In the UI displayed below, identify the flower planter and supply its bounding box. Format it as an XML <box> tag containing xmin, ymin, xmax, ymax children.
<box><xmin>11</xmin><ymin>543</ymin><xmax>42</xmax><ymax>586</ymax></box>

==

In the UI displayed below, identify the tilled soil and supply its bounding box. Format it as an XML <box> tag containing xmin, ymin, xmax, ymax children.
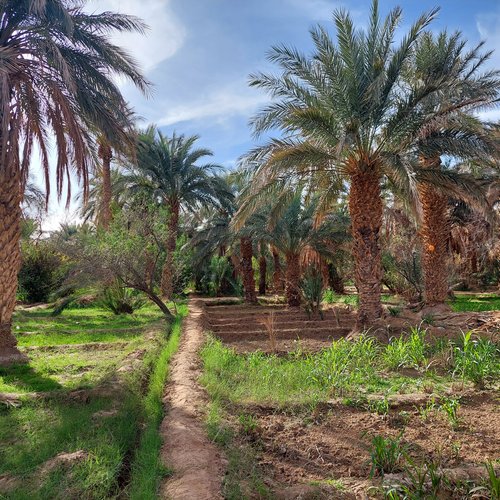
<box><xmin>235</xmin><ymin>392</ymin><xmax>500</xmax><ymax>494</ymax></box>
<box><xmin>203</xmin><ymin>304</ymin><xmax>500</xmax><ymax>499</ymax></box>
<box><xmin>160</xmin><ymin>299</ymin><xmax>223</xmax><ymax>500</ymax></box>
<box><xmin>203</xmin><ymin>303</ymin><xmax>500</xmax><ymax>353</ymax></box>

== CHALLENGE ==
Pick out every line in the data above that contains the word "identify", matching case exactly, and copy each one.

== COMPLETE ANSWER ==
In the UI displayed below, identify the flower planter and supply its bounding box. Format it as an XML <box> tag containing xmin, ymin, xmax, ymax children.
In the UI displayed below, identify the tilled soil and supply its bounding box. Format it as an XML <box> tag containing xmin, ymin, xmax, ymax children.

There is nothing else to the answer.